## EXCERPTED TEXT
----

Going by the rain gods, it looks as if 2004-05 will be a difficult year. The Met Department’s figures for 1 June to 21 July 2004 show that 19 of the 36 meteorological zones of have had ‘deficient’ rainfall. Statistically, it means that precipitation in these regions has been anything between 20 per cent to 59 per cent less than the normal for the time of the year.

 

One might argue that it is still not as bad as the drought of 2002-03 when, by late July, 22 zones suffered from deficient or ‘scanty’ rain (which is 60 per cent to 99 per cent less rain than normal). Nevertheless, it is serious enough. As it stands today, this year seems to be witnessing the second worst monsoon in the last six. Certainly, the first half of the season has been a disaster.

 

Almost all major agricultural, vegetable and fruit producing regions have been badly hit. Western UP has had 43 per cent less rain than normal; Haryana 50 per cent less; Punjab 40 per cent; Himachal Pradesh has a shortfall of 50 per cent; the oilseed zone of Western Madhya Pradesh is down by 47 per cent; and Gujarat has had 42 per cent less rain than usual. Rainfall in Rajasthan has fallen short by 50 per cent, and we could well be seeing yet another severe drought in the state — its second in three years. Another desperately poor area, Eastern Madhya Pradesh, has had 19 per cent less rain. There are also strong chances of drought in most parts of Maharashtra, Telengana, Karnataka, Saurashtra, Kutch and districts of Kerala.

----

## SUPPLIED MATERIAL
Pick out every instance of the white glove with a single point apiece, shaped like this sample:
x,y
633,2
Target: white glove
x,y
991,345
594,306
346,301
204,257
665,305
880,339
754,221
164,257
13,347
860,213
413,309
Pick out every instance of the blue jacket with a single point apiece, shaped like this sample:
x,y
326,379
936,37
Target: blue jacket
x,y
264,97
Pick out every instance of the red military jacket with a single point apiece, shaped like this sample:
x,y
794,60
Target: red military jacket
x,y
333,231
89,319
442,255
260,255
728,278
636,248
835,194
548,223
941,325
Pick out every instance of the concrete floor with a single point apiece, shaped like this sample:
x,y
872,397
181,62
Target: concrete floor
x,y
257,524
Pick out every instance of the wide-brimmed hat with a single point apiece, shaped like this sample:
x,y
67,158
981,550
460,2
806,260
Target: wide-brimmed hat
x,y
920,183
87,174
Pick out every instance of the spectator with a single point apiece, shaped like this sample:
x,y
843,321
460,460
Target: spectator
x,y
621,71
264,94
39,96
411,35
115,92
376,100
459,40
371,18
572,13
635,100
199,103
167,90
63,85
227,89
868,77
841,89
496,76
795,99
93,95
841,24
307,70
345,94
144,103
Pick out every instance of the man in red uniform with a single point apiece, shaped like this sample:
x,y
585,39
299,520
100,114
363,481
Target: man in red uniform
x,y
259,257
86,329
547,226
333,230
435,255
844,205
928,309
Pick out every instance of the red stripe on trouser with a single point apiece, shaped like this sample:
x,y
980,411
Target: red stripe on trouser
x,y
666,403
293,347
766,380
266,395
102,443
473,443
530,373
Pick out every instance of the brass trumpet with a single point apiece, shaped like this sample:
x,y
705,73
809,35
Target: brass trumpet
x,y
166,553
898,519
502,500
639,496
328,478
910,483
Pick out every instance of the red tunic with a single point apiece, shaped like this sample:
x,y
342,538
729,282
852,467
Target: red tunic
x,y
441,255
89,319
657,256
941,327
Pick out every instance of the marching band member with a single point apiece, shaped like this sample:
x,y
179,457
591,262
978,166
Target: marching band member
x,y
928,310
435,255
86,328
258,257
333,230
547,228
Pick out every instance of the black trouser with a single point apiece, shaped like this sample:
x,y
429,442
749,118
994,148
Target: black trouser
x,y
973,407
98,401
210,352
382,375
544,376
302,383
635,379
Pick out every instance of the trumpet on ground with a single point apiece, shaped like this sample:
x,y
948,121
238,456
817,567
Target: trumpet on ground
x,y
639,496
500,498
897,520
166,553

----

## WRITTEN TASK
Give back the full monsoon rainfall passage word for word. Work only from the monsoon rainfall passage, not the items.

## OUTPUT FOR THIS EXERCISE
Going by the rain gods, it looks as if 2004-05 will be a difficult year. The Met Department’s figures for 1 June to 21 July 2004 show that 19 of the 36 meteorological zones of have had ‘deficient’ rainfall. Statistically, it means that precipitation in these regions has been anything between 20 per cent to 59 per cent less than the normal for the time of the year.

 

One might argue that it is still not as bad as the drought of 2002-03 when, by late July, 22 zones suffered from deficient or ‘scanty’ rain (which is 60 per cent to 99 per cent less rain than normal). Nevertheless, it is serious enough. As it stands today, this year seems to be witnessing the second worst monsoon in the last six. Certainly, the first half of the season has been a disaster.

 

Almost all major agricultural, vegetable and fruit producing regions have been badly hit. Western UP has had 43 per cent less rain than normal; Haryana 50 per cent less; Punjab 40 per cent; Himachal Pradesh has a shortfall of 50 per cent; the oilseed zone of Western Madhya Pradesh is down by 47 per cent; and Gujarat has had 42 per cent less rain than usual. Rainfall in Rajasthan has fallen short by 50 per cent, and we could well be seeing yet another severe drought in the state — its second in three years. Another desperately poor area, Eastern Madhya Pradesh, has had 19 per cent less rain. There are also strong chances of drought in most parts of Maharashtra, Telengana, Karnataka, Saurashtra, Kutch and districts of Kerala.